— Text block —
[start]
Dean Ottens grew up on a farming property near Koolunga in South Australia’s mid-north. Both he and his brother Wayne had a few runs with Centrals in 1964, on the back of Dean’s standout form in country rep footy. The bright lights of Elizabeth failed to entice them, so they returned to local club Gulnare.

 

Upon the recommendation of Daryl Hicks, who was teaching in the area, Sturt sent a deputation to the farm of Jack Oatey, President Alex Hammill and senior player Terry Short. Whatever they said worked, but only fleetingly as Ottens’ 1966 fling at Unley was brief. Dropped after playing the first two games of the season, he returned to the mid-North for a couple of years.

 

Ottens bobbed up again at Unley in 1968, adding three league games before seeking the respite of country life yet again.

 

In 1969 he established himself in Sturt’s side, taking over the rucking spot vacated by Doc Clarkson and benefiting from training at Unley more regularly, despite the five hour round trip from home. Ottens was amongst Sturt’s best when he was one of four Sturt players to play in their first flag, thumping the Royce Hart bolstered Glenelg.

 

Ottens was a right footer, but he wasn’t scared to give his left side a go.
[end]
Dataset records
[start]
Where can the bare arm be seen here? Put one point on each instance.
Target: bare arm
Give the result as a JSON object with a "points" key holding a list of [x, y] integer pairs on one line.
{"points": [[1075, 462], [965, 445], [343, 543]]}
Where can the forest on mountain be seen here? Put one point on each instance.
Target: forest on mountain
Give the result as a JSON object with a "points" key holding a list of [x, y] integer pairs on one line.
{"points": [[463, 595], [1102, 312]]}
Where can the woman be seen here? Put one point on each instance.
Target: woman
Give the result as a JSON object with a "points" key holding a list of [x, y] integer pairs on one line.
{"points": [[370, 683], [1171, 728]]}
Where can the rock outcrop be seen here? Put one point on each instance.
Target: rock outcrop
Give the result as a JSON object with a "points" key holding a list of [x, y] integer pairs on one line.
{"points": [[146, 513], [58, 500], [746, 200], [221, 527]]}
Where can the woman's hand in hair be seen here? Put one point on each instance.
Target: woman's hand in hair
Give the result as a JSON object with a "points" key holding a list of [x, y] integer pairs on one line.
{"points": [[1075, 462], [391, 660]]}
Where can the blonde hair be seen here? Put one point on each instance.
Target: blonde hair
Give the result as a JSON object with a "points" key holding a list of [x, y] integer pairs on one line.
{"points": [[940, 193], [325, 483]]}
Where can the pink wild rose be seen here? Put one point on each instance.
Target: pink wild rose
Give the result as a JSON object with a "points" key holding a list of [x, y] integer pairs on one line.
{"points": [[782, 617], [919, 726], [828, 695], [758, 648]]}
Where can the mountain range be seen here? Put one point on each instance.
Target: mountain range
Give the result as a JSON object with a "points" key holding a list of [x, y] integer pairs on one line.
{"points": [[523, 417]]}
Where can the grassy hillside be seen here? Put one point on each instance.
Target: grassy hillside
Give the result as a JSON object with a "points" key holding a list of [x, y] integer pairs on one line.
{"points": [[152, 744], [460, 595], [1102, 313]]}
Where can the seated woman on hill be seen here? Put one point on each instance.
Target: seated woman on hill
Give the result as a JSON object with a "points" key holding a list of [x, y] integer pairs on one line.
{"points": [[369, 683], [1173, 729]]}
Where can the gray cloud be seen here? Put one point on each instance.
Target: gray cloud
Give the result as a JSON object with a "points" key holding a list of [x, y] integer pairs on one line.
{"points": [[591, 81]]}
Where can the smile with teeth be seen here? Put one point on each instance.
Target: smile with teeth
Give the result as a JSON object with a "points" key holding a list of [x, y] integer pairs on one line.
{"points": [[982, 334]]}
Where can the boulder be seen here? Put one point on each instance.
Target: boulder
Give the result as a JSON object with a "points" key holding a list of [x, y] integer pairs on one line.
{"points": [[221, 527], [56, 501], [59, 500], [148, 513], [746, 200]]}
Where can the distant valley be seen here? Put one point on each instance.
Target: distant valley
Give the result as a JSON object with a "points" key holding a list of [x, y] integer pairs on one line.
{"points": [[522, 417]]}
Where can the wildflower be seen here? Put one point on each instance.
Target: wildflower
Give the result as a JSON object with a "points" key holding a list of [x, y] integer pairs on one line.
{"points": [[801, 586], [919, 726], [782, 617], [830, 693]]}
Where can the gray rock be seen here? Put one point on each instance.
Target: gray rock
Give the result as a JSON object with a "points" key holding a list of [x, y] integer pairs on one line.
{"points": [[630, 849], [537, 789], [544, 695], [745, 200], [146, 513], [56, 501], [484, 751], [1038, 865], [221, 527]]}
[end]
— Work to do —
a - Decide whether each statement agrees with the passage about Dean Ottens, answering yes or no and quoting the deciding words: (i) Ottens and his brother Wayne played a few games with Centrals in 1964; (ii) Ottens was dropped after the first three games of the 1966 season; (iii) in 1969 Ottens took over the rucking spot left by Doc Clarkson.
b - Continue the passage about Dean Ottens from its final sentence.
The dataset records are separate material and have no connection to the passage about Dean Ottens.

— Outputs in order —
a -
(i) Yes: "Both he and his brother Wayne had a few runs with Centrals in 1964"
(ii) No: "Dropped after playing the first two games of the season"
(iii) Yes: "taking over the rucking spot vacated by Doc Clarkson"

b -
His decision to move to the city was timely as another successful season followed for Ottens in 1970. His partnership with Greg Wild in the ruck gained them both a second premiership. He also played in both of SA’s state team losses (against Victoria and WA) as second ruck. His second game, paired with Craig McKellar, saw them both performing well in the narrow loss in Perth. In effectively his second full season, he was already regarded in the top three South Australian big men (Peter Darley was #1). He was also selected in the Advertiser Team of the Year.

 

Selected as one of Sturt’s 1971 Mobil representatives, the pose chosen for the country colossus did little justice to the athletic Ottens. (Unlike others from this series, the card seems to have been colourised, rather clumsily at that).

 

Sturt’s run of flags came to an end in the first week of the 1971 finals; Oatey was outcoached by Dennis Jones and Centrals ran away in the last quarter. Ottens had a solid season but was overlooked for state honours.

 

Ottens was the most senior of SA’s four ruckmen chosen in the 1972 Carnival squad, adding three games to his SA tally. Sturt missed the finals and were seemingly on the wane.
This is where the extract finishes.